Brontekst:
_ _ _ _ _ _ _

Liturgie (Grieks: Leitourgia – dienstwerk van/ voor het volk): het geheel van gebeden en rituele handelingen tijdens een kerkdienst.
Gelovigen zijn tijdens de mis actief. De priester voert geen show op, maar nodigt de gelovigen uit, met en voor hem te bidden tot God. De afwisseling van zitten, staan en knielen toont een betrokken houding van de gelovigen.
Liturgie begrijpen is die beleven met al je zintuigen: woorden horen, gebaren zien, warmte voelen en de hostie proeven, om erdoorheen dicht bij het hart van de liturgie te komen: de ontmoeting met Christus zelf.
Feesten en kleuren door het jaar heen
Een katholieke kerkdienst heet een viering en heeft kennelijk iets feestelijks. Elke zondag in het klein en op de hoogtijdagen in het groot vieren we Jezus’ verrijzenis.

_ _ _ _ _ _ _

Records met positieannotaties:
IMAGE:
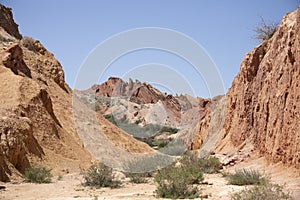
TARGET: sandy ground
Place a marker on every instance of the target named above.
(70, 187)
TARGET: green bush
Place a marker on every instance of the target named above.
(246, 177)
(100, 175)
(137, 177)
(177, 182)
(262, 192)
(38, 175)
(4, 39)
(168, 130)
(265, 30)
(30, 44)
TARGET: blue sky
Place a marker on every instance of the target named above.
(72, 29)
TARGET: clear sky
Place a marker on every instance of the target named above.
(72, 29)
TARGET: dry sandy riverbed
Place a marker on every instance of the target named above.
(70, 187)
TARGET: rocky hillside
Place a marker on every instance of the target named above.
(36, 115)
(140, 93)
(263, 103)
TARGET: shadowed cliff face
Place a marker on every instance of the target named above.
(8, 23)
(263, 103)
(264, 100)
(36, 122)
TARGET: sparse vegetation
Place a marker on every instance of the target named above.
(246, 177)
(207, 165)
(29, 43)
(137, 177)
(59, 177)
(100, 175)
(168, 130)
(4, 39)
(262, 192)
(265, 30)
(177, 182)
(38, 175)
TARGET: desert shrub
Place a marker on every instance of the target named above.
(100, 175)
(38, 175)
(177, 182)
(209, 165)
(29, 43)
(168, 130)
(137, 177)
(175, 147)
(4, 39)
(246, 177)
(161, 143)
(262, 192)
(265, 30)
(148, 163)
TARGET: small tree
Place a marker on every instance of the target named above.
(38, 175)
(100, 175)
(265, 30)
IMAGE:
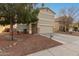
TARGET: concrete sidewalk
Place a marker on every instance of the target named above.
(70, 47)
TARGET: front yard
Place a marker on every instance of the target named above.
(24, 44)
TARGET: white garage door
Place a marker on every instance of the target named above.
(45, 29)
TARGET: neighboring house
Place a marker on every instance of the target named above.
(45, 24)
(64, 23)
(46, 20)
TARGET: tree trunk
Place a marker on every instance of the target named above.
(11, 30)
(30, 28)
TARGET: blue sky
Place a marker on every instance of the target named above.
(57, 6)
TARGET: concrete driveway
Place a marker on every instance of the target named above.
(70, 46)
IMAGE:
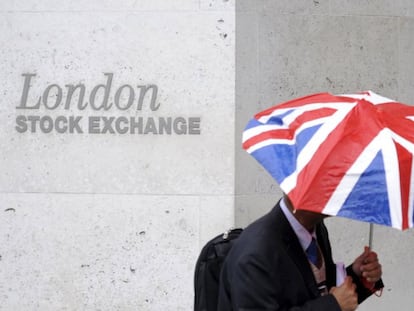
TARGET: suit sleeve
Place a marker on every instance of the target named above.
(253, 289)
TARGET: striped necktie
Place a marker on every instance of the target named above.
(312, 252)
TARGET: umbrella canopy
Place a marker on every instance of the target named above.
(347, 155)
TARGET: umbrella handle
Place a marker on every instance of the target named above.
(371, 234)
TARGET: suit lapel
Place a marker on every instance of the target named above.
(295, 251)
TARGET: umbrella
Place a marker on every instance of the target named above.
(340, 155)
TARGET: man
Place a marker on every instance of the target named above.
(268, 267)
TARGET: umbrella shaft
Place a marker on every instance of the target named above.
(371, 233)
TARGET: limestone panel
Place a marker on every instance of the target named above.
(188, 56)
(103, 252)
(310, 54)
(101, 5)
(294, 7)
(406, 61)
(222, 5)
(370, 8)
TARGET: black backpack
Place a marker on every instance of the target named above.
(208, 267)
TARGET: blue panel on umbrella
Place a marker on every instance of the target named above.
(370, 192)
(280, 159)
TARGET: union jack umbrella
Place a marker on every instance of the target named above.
(347, 155)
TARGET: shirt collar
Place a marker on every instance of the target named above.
(305, 238)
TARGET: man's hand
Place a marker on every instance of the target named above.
(368, 266)
(345, 295)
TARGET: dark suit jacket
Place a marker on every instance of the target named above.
(267, 269)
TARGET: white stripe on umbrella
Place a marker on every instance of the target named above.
(313, 145)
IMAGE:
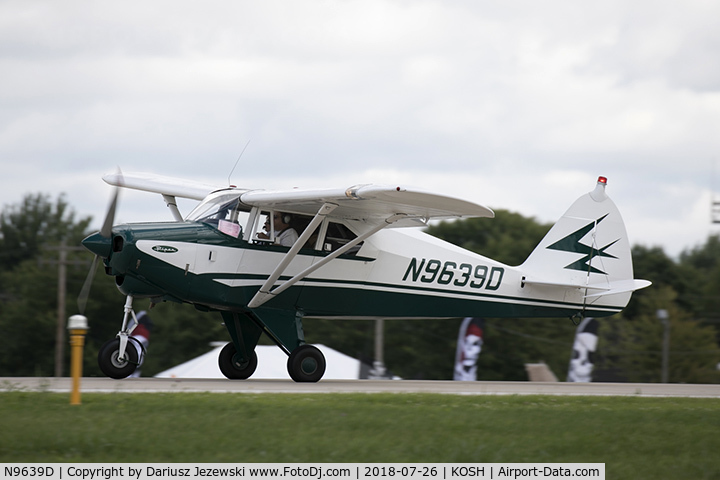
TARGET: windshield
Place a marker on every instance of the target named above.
(222, 212)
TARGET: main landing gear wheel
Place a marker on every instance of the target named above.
(306, 364)
(110, 362)
(231, 368)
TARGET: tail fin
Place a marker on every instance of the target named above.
(587, 249)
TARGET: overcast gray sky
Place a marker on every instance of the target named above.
(513, 104)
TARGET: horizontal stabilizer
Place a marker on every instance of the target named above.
(622, 286)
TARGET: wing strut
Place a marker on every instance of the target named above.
(264, 291)
(264, 294)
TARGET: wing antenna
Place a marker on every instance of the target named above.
(237, 161)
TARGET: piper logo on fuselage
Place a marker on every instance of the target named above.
(447, 273)
(165, 249)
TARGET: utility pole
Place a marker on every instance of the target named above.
(62, 263)
(663, 316)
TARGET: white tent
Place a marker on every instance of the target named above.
(272, 363)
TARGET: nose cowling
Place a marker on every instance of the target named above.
(98, 244)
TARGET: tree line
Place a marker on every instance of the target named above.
(629, 347)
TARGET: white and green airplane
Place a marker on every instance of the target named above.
(353, 258)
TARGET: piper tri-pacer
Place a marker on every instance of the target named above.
(353, 258)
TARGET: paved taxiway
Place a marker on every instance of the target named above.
(140, 385)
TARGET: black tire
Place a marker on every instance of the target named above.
(110, 363)
(231, 368)
(306, 364)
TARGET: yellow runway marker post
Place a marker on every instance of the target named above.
(78, 327)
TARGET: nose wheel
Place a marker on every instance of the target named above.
(233, 366)
(306, 364)
(115, 365)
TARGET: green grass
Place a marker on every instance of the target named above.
(635, 437)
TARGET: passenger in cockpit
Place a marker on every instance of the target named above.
(285, 235)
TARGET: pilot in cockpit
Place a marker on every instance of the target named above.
(285, 235)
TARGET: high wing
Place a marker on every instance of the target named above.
(174, 187)
(371, 203)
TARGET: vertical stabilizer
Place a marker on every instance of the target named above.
(587, 248)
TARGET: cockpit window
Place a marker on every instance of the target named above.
(222, 212)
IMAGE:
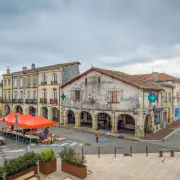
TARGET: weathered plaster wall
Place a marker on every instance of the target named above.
(128, 96)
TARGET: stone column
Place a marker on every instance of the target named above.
(77, 120)
(94, 122)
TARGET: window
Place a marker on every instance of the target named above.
(5, 82)
(44, 78)
(113, 96)
(77, 95)
(21, 94)
(21, 82)
(44, 94)
(15, 83)
(34, 94)
(55, 93)
(29, 81)
(165, 96)
(29, 95)
(55, 77)
(15, 94)
(170, 96)
(9, 95)
(34, 81)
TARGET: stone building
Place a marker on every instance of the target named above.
(113, 101)
(171, 94)
(36, 90)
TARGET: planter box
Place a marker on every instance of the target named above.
(47, 167)
(27, 173)
(73, 170)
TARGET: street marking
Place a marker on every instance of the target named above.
(81, 144)
(64, 144)
(18, 150)
(73, 144)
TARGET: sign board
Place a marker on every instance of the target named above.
(16, 119)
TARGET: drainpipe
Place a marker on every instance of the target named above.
(37, 93)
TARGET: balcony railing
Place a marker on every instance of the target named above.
(15, 101)
(43, 100)
(7, 100)
(53, 82)
(31, 101)
(20, 101)
(53, 101)
(44, 83)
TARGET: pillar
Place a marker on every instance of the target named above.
(94, 122)
(77, 119)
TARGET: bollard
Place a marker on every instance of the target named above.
(146, 151)
(115, 152)
(98, 152)
(131, 151)
(172, 152)
(82, 152)
(160, 153)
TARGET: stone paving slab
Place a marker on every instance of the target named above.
(138, 167)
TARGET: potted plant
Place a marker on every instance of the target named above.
(1, 172)
(73, 163)
(22, 166)
(47, 163)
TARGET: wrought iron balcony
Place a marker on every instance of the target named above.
(44, 83)
(43, 100)
(31, 101)
(53, 82)
(53, 101)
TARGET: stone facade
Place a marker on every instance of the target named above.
(90, 94)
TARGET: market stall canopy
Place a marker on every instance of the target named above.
(36, 122)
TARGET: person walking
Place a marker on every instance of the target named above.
(97, 135)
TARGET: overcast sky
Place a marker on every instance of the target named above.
(132, 36)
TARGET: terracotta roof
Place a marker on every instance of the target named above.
(162, 77)
(46, 67)
(126, 78)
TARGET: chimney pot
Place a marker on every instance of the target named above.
(155, 76)
(8, 71)
(24, 68)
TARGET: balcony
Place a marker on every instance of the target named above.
(53, 101)
(31, 101)
(53, 82)
(20, 101)
(15, 101)
(7, 100)
(43, 100)
(44, 83)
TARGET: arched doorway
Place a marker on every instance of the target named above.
(71, 117)
(55, 114)
(126, 124)
(7, 110)
(86, 119)
(19, 109)
(32, 111)
(104, 121)
(148, 125)
(44, 112)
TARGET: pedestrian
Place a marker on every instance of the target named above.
(97, 135)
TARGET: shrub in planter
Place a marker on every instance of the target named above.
(20, 164)
(47, 163)
(1, 172)
(73, 163)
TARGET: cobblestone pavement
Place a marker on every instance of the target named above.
(138, 167)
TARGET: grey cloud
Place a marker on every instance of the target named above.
(52, 31)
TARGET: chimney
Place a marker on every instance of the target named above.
(8, 71)
(33, 66)
(155, 76)
(24, 68)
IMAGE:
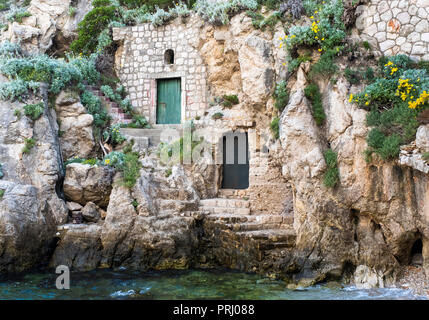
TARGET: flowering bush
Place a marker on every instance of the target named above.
(394, 99)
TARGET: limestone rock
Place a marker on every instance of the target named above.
(86, 183)
(422, 138)
(91, 212)
(77, 138)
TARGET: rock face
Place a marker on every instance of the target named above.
(84, 183)
(357, 223)
(76, 138)
(30, 209)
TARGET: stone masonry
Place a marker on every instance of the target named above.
(142, 62)
(396, 27)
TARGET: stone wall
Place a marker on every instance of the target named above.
(142, 62)
(396, 27)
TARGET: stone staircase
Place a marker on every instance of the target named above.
(266, 231)
(118, 115)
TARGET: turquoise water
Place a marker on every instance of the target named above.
(189, 284)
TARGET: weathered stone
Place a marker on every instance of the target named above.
(86, 183)
(91, 212)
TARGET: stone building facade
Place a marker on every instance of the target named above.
(396, 27)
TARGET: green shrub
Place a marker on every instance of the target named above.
(17, 113)
(90, 28)
(229, 100)
(218, 12)
(29, 144)
(275, 128)
(332, 175)
(34, 111)
(312, 92)
(113, 134)
(325, 66)
(217, 115)
(281, 95)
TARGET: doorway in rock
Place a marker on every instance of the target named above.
(416, 254)
(168, 107)
(235, 168)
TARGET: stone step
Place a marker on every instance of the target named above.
(225, 203)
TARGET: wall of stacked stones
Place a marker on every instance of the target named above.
(396, 27)
(142, 61)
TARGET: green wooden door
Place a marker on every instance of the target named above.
(168, 109)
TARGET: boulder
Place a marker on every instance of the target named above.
(84, 183)
(91, 212)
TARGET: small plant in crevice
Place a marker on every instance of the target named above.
(281, 96)
(312, 93)
(34, 111)
(229, 100)
(332, 175)
(29, 144)
(275, 128)
(113, 134)
(17, 113)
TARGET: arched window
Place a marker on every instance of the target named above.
(169, 56)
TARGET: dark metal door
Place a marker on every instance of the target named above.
(235, 165)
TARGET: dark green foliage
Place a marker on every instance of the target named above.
(281, 96)
(366, 45)
(90, 27)
(168, 172)
(17, 113)
(34, 111)
(29, 143)
(217, 115)
(275, 128)
(352, 76)
(332, 175)
(325, 66)
(4, 5)
(312, 93)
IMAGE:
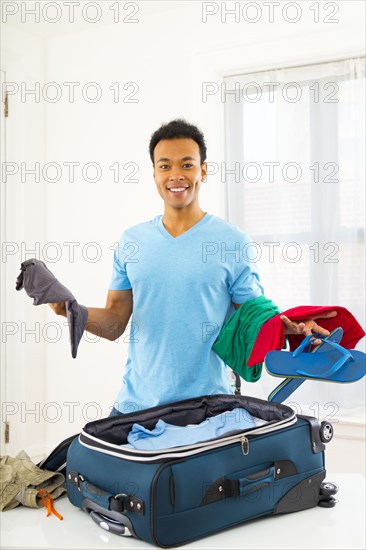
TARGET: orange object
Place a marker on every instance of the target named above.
(48, 503)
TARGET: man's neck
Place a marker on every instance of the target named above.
(177, 221)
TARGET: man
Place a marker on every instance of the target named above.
(179, 276)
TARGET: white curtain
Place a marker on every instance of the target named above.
(295, 181)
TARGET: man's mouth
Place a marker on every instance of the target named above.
(178, 190)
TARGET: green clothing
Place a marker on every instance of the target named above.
(21, 479)
(238, 335)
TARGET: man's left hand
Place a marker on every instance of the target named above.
(307, 326)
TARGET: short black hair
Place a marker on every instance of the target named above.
(178, 128)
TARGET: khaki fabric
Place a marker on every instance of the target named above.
(21, 479)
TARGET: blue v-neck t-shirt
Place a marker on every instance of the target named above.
(183, 289)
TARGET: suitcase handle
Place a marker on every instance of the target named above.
(109, 525)
(253, 481)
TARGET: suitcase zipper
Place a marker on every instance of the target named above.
(183, 451)
(244, 445)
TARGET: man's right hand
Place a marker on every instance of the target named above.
(59, 308)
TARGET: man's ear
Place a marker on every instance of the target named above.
(204, 171)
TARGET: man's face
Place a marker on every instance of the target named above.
(178, 171)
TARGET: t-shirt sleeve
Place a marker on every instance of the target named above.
(120, 280)
(244, 280)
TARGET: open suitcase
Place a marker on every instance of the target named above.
(173, 496)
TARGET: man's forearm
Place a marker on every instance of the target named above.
(104, 323)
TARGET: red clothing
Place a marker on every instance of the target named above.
(272, 334)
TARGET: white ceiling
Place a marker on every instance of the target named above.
(45, 29)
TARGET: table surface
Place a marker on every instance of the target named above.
(319, 528)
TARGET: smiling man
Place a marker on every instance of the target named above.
(180, 275)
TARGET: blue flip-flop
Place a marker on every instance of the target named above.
(289, 385)
(334, 365)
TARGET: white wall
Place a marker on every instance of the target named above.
(169, 55)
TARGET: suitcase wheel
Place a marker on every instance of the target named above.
(328, 488)
(327, 502)
(326, 432)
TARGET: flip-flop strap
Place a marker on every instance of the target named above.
(305, 343)
(346, 355)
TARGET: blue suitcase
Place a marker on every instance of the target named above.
(173, 496)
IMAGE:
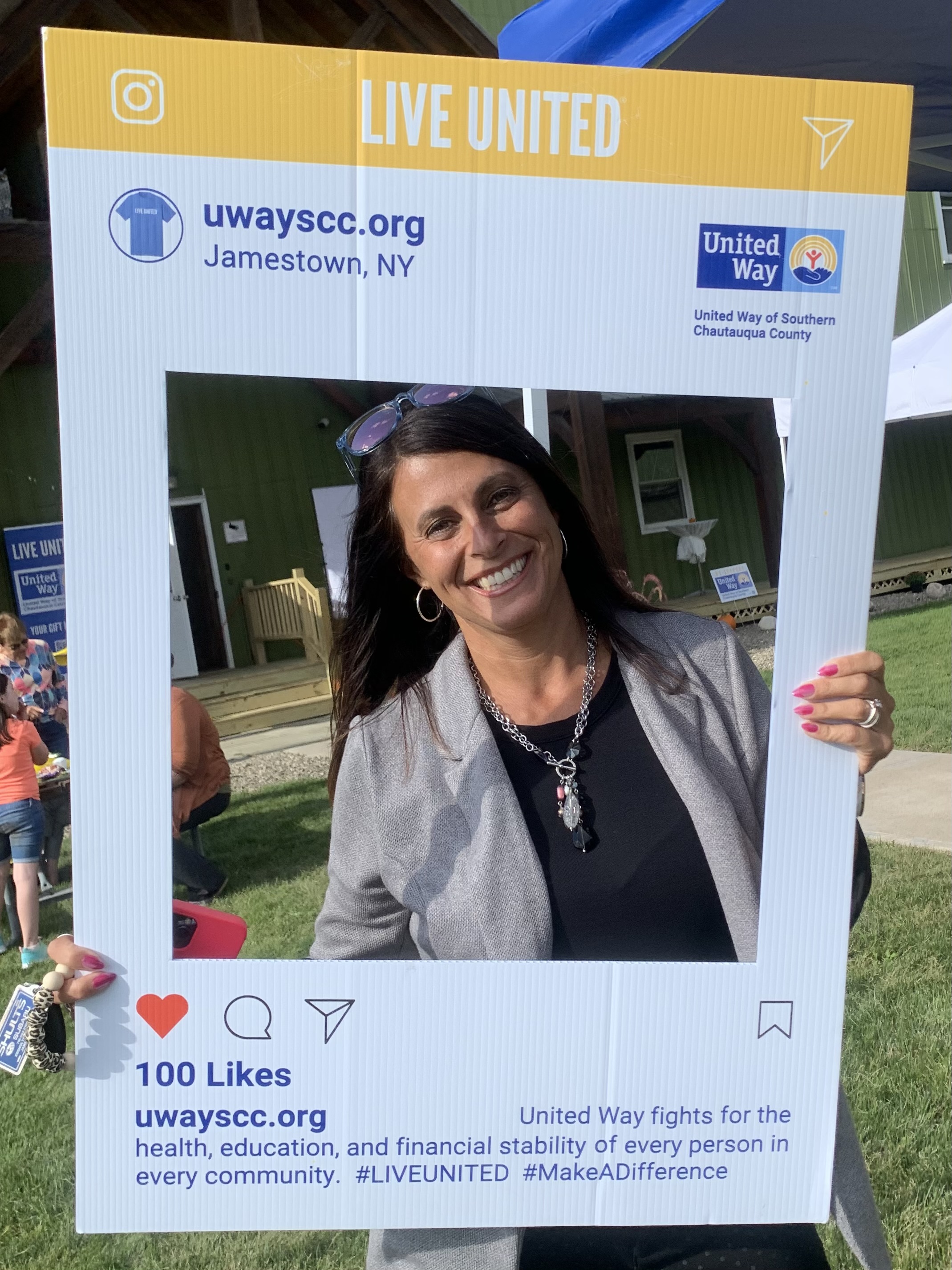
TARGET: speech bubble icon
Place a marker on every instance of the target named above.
(776, 1017)
(249, 1018)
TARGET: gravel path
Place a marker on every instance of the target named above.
(263, 770)
(759, 644)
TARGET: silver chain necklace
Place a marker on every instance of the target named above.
(567, 769)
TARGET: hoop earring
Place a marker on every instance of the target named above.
(440, 611)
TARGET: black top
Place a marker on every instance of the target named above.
(645, 891)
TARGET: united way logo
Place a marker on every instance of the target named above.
(813, 261)
(145, 225)
(770, 258)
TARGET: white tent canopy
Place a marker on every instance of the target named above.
(921, 374)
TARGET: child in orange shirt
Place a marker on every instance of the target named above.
(22, 822)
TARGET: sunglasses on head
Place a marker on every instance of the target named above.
(373, 428)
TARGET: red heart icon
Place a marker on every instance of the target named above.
(162, 1014)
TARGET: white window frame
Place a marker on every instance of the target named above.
(945, 245)
(640, 439)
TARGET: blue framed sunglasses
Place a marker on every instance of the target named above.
(373, 430)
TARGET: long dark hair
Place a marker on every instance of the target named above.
(384, 648)
(5, 738)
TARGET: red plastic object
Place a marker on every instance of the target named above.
(218, 935)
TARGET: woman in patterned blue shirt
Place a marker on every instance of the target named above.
(38, 681)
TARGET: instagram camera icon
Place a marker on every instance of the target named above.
(138, 97)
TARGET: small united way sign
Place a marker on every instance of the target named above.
(35, 554)
(733, 582)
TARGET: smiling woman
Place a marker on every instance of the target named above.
(499, 686)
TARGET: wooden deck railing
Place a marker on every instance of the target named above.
(290, 609)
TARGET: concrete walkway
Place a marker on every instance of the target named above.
(909, 799)
(312, 740)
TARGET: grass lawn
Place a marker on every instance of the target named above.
(917, 644)
(896, 1061)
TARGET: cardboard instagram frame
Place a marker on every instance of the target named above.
(562, 215)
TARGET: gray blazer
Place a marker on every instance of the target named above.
(416, 869)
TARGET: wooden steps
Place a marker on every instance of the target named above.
(263, 696)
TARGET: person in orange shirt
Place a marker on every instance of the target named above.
(201, 789)
(22, 822)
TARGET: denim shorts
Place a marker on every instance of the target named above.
(22, 828)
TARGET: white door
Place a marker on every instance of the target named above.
(183, 651)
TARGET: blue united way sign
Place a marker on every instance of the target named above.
(38, 576)
(13, 1029)
(734, 582)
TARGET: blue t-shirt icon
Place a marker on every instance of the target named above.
(146, 214)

_ _ _ _ _ _ _

Opdracht: Schrijf het gedeelte van de tekst over liturgie letterlijk over, beginnend bij "Gelovigen zijn tijdens" en eindigend bij "van de gelovigen.".

Schriftelijk antwoord:
Gelovigen zijn tijdens de mis actief. De priester voert geen show op, maar nodigt de gelovigen uit, met en voor hem te bidden tot God. De afwisseling van zitten, staan en knielen toont een betrokken houding van de gelovigen.